## Exercise:
Return every line of the items below that contains the word "pavement".

## Data lines:
—————

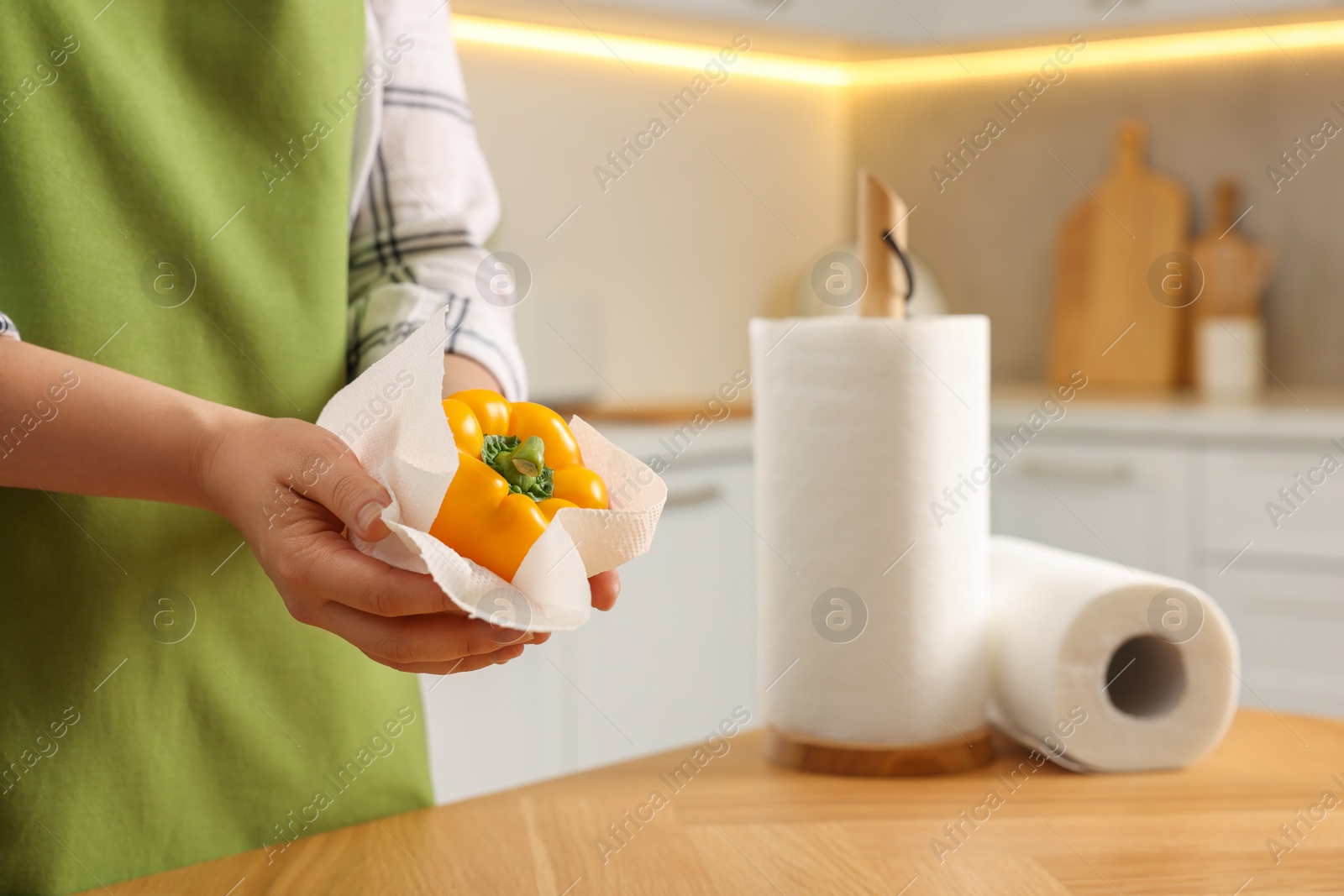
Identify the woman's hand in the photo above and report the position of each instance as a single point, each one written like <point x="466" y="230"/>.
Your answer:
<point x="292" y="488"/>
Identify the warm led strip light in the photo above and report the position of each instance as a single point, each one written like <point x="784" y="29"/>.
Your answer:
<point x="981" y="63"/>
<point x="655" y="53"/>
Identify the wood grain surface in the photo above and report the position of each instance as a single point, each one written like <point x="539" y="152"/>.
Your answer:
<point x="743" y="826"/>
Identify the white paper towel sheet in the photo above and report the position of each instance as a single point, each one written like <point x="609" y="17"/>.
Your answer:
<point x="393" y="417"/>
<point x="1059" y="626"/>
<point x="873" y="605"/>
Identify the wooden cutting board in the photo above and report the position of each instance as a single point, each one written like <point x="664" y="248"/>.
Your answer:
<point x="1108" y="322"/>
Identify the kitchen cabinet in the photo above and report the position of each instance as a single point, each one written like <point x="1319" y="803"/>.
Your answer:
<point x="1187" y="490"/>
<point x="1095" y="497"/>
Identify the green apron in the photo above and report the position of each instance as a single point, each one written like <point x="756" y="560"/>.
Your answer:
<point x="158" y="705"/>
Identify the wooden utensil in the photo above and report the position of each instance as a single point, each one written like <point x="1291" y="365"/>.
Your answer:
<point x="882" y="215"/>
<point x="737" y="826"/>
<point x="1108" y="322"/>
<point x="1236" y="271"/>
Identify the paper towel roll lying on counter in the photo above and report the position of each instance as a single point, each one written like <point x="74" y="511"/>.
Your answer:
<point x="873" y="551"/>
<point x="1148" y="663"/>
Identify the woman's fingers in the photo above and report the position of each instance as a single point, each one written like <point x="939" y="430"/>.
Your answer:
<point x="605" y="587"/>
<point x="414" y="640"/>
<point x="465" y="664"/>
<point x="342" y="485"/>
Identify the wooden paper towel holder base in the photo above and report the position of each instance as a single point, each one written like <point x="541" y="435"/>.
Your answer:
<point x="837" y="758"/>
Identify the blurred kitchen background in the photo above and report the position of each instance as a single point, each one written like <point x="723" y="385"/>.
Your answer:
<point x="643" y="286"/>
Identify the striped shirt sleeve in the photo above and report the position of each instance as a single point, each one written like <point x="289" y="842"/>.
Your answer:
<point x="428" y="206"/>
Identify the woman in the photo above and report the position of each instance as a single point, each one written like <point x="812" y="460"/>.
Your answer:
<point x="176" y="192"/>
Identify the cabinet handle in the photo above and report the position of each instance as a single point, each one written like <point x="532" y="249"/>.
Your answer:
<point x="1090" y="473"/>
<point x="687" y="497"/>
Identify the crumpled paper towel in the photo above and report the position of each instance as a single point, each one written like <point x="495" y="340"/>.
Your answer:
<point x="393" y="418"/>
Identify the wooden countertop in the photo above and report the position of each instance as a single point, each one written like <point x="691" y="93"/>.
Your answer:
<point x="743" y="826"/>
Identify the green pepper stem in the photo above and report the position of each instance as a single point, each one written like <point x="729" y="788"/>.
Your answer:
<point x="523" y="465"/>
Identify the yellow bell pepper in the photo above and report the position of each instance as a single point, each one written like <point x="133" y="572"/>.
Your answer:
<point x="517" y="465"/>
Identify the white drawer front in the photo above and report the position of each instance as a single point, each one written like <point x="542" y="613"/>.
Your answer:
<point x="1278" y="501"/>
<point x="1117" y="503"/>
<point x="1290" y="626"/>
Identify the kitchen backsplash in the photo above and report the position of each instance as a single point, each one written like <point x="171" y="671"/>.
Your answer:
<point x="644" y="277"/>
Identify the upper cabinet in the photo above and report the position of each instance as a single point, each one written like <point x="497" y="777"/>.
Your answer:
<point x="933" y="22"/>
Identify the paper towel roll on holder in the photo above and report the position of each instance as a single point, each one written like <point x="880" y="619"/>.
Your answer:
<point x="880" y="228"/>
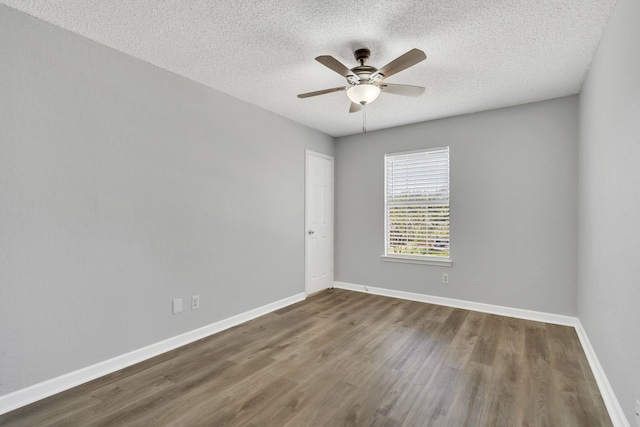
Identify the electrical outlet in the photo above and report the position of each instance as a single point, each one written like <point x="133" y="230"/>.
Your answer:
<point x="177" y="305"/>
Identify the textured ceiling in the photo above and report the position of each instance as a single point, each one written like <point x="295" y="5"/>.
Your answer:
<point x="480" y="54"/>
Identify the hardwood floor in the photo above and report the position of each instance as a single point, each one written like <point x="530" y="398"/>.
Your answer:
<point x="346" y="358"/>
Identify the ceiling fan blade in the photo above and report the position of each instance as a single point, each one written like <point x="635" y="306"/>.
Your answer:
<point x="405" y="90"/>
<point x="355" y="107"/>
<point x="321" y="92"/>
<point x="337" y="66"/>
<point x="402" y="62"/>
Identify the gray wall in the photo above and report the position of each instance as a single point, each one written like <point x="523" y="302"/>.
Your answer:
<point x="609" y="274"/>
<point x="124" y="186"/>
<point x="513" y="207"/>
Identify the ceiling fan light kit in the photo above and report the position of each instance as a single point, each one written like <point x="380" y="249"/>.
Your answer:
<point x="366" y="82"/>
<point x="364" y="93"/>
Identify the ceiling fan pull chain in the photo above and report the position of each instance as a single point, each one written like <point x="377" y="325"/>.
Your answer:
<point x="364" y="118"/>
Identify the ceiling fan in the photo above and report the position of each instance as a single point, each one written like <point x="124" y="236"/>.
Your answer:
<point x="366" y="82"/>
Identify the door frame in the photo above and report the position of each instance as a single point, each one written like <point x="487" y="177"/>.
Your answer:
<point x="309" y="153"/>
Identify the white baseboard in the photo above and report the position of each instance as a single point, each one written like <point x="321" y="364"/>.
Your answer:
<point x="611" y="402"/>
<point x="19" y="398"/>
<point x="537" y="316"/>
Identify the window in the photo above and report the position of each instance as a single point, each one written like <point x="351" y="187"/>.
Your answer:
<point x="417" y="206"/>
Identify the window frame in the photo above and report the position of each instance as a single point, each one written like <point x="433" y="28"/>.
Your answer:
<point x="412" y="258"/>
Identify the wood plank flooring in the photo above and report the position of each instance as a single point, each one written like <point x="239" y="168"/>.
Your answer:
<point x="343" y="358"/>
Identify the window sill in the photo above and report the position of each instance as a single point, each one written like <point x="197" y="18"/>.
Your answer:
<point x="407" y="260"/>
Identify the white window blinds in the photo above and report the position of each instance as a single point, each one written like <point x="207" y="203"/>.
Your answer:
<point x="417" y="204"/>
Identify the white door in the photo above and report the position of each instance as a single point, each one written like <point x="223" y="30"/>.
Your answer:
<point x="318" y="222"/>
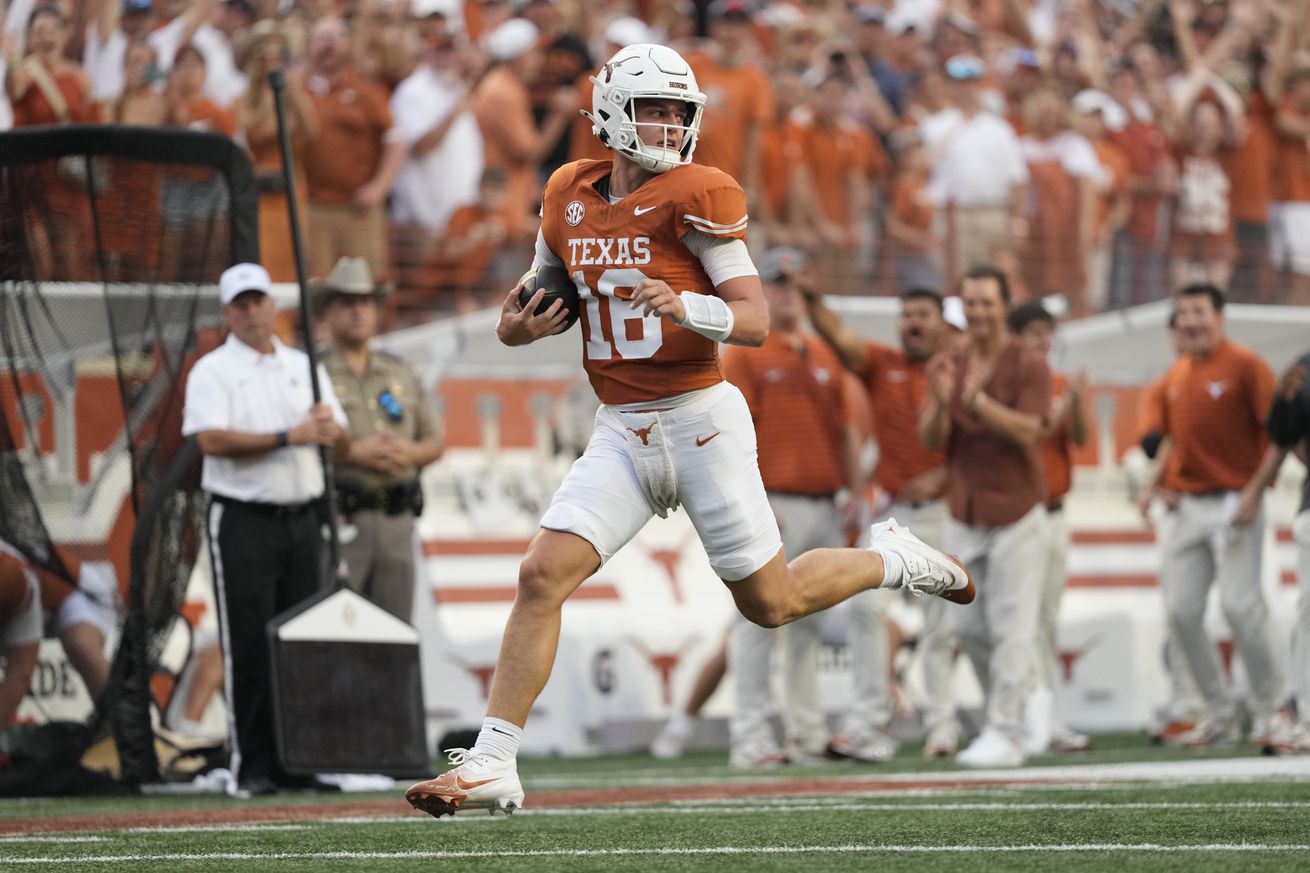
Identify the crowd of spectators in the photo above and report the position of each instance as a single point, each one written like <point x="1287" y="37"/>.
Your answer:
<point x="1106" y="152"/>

—————

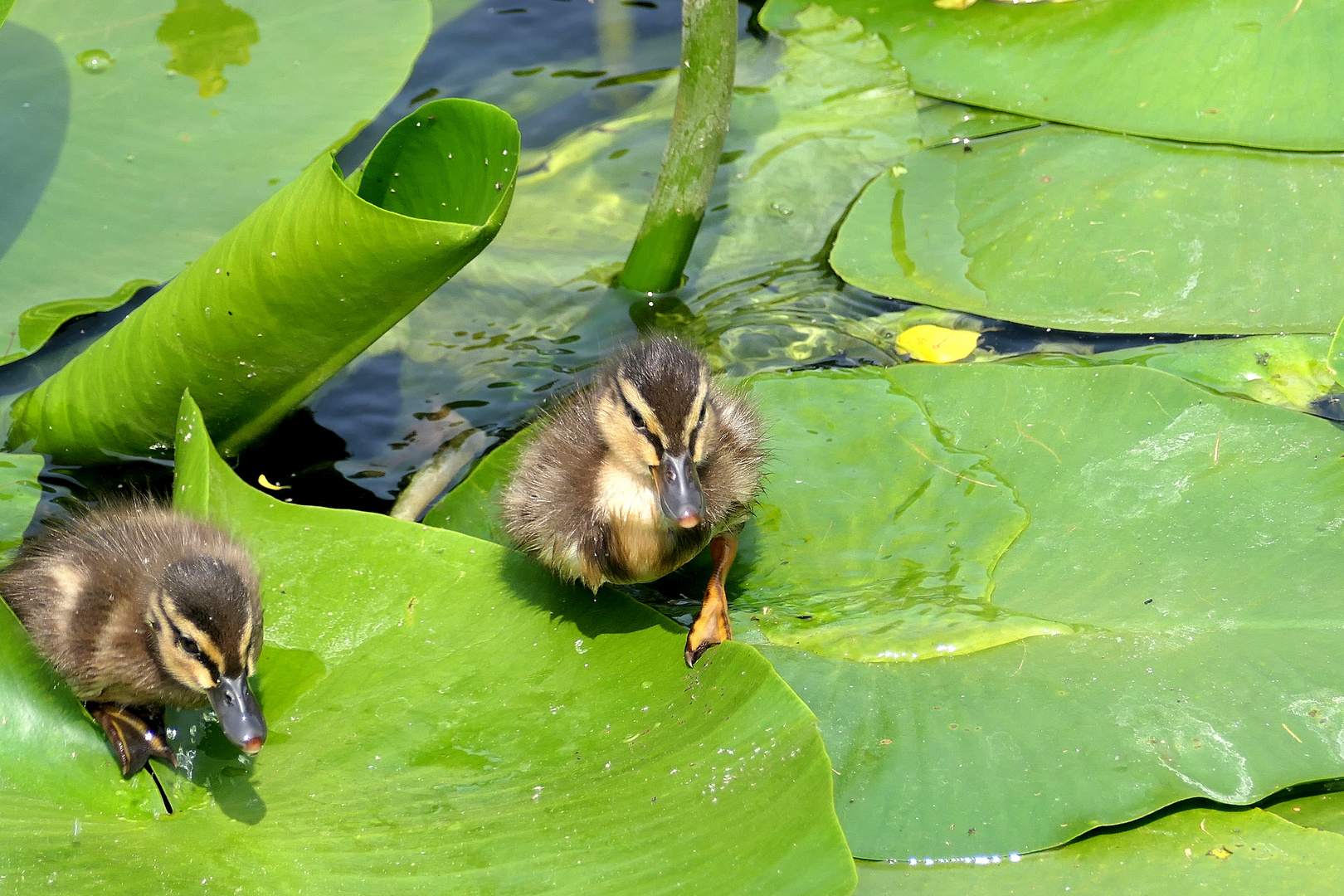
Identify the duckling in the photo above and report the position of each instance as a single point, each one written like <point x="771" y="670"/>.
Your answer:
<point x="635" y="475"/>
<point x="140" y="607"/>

—————

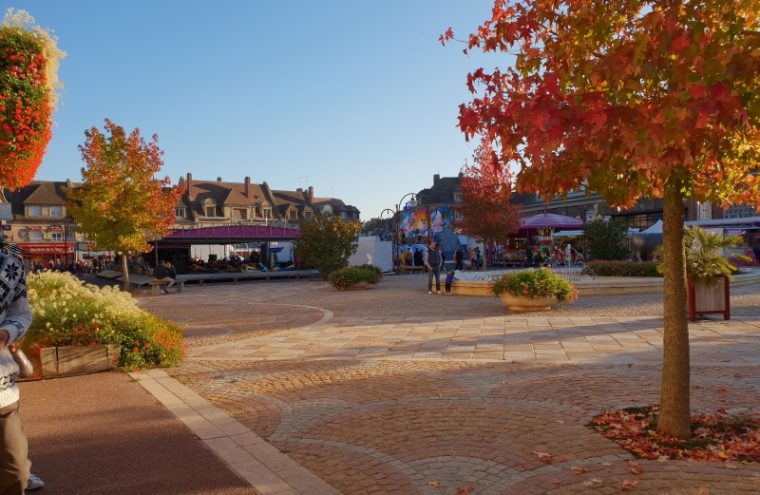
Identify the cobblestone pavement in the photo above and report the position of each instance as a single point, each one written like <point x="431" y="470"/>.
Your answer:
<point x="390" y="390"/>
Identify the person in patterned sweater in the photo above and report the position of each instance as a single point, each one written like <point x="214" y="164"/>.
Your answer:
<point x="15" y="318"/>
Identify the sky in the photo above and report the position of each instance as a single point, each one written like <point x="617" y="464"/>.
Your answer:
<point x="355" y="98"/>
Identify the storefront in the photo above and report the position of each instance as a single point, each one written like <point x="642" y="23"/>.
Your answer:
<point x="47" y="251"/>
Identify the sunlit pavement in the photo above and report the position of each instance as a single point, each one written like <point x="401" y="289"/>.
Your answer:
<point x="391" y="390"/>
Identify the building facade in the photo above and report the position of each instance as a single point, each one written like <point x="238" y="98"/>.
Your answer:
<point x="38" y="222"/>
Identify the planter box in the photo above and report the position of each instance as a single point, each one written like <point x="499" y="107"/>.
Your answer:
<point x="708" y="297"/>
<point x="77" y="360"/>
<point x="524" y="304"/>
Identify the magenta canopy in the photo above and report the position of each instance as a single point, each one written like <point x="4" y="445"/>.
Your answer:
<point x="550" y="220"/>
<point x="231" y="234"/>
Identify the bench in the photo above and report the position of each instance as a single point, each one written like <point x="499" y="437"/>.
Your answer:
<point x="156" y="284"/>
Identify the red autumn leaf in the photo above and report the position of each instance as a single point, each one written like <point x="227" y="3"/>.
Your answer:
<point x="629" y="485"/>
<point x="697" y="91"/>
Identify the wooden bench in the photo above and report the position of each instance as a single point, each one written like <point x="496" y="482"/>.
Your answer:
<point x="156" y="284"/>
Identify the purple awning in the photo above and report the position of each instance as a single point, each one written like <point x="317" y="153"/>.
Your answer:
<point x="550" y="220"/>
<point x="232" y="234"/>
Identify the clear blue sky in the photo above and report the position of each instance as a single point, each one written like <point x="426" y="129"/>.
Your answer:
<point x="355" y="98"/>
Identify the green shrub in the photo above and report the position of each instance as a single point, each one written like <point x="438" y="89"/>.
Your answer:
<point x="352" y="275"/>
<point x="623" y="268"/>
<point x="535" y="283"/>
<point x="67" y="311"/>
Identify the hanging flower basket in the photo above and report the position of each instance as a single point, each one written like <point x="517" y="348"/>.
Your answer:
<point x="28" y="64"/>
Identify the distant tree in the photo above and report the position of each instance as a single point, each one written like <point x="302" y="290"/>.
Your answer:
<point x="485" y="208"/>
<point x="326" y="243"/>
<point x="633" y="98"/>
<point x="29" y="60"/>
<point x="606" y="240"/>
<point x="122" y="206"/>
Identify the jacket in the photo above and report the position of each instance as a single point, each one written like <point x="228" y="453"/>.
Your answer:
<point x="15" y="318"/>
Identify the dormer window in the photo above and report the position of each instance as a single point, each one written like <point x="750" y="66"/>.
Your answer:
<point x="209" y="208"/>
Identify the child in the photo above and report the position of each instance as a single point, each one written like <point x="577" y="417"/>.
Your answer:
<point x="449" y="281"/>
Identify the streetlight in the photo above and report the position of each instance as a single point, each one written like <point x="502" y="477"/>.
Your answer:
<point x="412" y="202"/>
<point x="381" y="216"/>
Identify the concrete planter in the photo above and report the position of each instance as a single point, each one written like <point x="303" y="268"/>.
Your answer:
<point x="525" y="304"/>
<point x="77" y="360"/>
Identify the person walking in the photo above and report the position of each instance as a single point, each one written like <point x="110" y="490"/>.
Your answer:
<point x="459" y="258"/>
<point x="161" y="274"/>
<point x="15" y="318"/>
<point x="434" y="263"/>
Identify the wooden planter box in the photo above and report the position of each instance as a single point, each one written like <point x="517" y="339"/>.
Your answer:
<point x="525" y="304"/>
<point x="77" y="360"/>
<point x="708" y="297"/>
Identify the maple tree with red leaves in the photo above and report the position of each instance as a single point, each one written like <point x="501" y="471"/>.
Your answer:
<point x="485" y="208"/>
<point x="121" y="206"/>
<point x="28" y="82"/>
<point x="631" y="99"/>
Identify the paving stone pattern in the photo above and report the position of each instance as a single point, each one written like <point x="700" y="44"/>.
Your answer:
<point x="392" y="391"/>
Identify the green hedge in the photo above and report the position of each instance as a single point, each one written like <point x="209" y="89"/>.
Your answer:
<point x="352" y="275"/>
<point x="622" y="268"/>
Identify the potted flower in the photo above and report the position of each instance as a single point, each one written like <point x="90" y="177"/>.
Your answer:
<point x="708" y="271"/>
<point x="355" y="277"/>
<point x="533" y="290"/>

—————

## Solution to the exercise:
Identify the cobblestone pavement in the photo above and report the position of each instance as a single point, each one written like <point x="431" y="470"/>.
Identify the sunlit pavement in the photo above and report the position of each instance as a single point, each one written like <point x="401" y="289"/>.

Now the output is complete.